## Consigne
Relevez dans l'extrait chaque tournure négative construite avec « ne… pas » ou « ne… ni… ni ». Citez-la avec son sujet et son verbe.

## Extrait du document

Mme Raymonde Poncet Monge. L’article 15 contient des dispositions qui relèvent de la question migratoire. Il n’est pas acceptable d’ouvrir ce débat, sur lequel de forts dissensus existent sur ces travées, à la faveur à la faveur d’un texte sur la protection des enfants, thème sur lequel nous pouvons souvent parvenir à des consensus, comme nous l’avons vu ces derniers jours.
L’enfant migrant est d’abord un enfant, et ses droits à la protection priment. Cet article a été rédigé sans qu’aucune évaluation soit faite de l’usage du fichier AEM par les départements y recourant déjà de manière volontaire. Il a comme principale justification le nomadisme des mineurs isolés, petit frère – ou petite sœur – de la théorie de l’appel d’air. Or ces concepts ne sont ni validés ni étayés par aucune analyse sérieuse, ni quantitative ni qualitative. À défaut d’une réalité signifiante, ils relèvent d’une approche essentiellement idéologique.
Ce qui est réel aujourd’hui, c’est que plus des deux tiers des enfants qui font un recours auprès d’un juge des enfants sont reconnus mineurs. Cette proportion monte même à 80 %, selon une association, lorsque ceux-ci sont logés et accompagnés, comme le démontre le dispositif « La station » de la métropole de Lyon.
Le véritable nomadisme a lieu pendant le temps du recours, recours qui conduit dans la grande majorité des cas à la reconnaissance de la minorité des enfants. Pendant ce temps, ceux-ci sont dans la rue.
L’objet de cette loi, ainsi que la priorité des départements, chefs de file de la protection des enfants, n’est pas de mettre en œuvre la politique migratoire de l’État, dont nous parlerons peut-être à l’occasion de l’examen d’autres véhicules législatifs, mais de protéger les enfants en danger, y compris en respectant la présomption de minorité. Toute autre politique serait contraire aux recommandations du Comité des droits de l’enfant des Nations unies.

## Listing enregistré

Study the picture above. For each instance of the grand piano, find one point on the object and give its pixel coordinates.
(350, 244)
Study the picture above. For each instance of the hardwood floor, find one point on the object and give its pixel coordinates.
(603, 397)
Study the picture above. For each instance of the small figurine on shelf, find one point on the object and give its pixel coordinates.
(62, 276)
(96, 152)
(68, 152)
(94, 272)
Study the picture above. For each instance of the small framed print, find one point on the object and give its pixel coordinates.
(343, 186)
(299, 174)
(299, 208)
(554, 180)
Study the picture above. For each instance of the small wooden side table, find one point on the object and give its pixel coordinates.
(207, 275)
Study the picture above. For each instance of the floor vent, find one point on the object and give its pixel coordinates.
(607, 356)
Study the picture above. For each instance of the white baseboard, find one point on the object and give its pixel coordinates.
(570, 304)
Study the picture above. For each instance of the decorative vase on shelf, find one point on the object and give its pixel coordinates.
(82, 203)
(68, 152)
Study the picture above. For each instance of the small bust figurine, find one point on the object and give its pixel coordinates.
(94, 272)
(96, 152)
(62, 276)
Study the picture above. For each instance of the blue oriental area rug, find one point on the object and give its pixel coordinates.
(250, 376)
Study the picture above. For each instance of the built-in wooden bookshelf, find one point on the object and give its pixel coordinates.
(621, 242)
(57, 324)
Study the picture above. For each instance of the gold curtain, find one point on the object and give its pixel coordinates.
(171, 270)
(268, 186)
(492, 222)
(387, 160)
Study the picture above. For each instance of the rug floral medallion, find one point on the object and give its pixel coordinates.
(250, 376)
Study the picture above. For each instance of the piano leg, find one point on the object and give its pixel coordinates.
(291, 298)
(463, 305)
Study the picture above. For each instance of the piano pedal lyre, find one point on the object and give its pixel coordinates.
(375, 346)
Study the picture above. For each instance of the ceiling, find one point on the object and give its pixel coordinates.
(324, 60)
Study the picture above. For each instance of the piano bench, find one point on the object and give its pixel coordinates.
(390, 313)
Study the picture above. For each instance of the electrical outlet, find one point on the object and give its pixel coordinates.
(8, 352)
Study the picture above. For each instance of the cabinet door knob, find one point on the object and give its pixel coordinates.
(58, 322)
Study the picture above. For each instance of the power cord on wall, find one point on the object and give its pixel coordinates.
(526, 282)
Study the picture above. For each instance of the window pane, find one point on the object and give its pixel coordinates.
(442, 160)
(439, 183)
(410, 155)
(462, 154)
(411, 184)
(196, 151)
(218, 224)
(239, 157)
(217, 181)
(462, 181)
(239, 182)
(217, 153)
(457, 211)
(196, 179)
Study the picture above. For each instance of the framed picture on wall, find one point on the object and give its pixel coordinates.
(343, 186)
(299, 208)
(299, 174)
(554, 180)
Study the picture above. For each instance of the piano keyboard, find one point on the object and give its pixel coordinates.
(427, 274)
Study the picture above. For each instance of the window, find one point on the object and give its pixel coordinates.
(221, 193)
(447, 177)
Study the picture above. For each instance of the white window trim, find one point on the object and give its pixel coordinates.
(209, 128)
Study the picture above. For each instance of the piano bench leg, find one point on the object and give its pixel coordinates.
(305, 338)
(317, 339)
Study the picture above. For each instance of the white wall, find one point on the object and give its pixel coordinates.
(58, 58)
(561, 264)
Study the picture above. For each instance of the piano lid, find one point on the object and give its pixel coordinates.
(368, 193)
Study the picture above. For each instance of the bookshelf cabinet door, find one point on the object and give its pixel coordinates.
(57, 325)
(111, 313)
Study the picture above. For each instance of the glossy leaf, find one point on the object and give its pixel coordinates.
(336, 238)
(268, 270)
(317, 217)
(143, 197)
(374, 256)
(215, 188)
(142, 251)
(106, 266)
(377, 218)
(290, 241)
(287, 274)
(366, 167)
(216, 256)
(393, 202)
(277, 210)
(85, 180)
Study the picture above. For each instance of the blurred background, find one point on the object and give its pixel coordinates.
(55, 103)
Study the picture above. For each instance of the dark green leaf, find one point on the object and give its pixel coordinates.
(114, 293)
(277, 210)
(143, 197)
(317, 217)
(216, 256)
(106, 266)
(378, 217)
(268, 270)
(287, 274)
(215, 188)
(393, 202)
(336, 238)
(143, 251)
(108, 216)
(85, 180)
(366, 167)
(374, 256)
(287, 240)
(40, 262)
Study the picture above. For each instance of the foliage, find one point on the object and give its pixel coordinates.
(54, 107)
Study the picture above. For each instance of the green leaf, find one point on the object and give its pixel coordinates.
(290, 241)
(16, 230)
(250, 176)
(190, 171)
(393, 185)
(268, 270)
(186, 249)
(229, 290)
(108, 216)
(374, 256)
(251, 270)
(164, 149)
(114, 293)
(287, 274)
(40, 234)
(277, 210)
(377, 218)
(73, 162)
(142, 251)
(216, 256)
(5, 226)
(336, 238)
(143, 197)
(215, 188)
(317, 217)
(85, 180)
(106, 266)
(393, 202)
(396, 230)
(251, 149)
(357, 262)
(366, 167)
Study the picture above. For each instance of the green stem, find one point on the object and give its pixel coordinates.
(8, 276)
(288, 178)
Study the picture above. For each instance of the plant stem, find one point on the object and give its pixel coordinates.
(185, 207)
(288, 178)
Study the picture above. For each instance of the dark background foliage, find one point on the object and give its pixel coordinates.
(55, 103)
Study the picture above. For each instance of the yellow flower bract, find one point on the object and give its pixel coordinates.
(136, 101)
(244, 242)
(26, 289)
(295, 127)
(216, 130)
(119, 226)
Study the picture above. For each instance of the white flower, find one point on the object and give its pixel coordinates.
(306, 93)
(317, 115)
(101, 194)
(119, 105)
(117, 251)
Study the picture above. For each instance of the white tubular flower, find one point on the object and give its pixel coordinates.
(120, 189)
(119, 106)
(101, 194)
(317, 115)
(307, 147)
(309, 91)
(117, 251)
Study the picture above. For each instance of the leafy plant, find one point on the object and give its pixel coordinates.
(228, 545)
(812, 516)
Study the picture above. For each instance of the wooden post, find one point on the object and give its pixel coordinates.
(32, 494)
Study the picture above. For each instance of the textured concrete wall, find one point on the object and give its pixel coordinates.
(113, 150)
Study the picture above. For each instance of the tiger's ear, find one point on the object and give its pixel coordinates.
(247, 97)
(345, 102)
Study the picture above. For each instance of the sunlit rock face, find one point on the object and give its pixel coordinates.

## Réponse attendue
- « Il n'est pas acceptable d'ouvrir ce débat »
- « ces concepts ne sont ni validés ni étayés par aucune analyse sérieuse »
- « L'objet de cette loi […] n'est pas de mettre en œuvre la politique migratoire de l'État »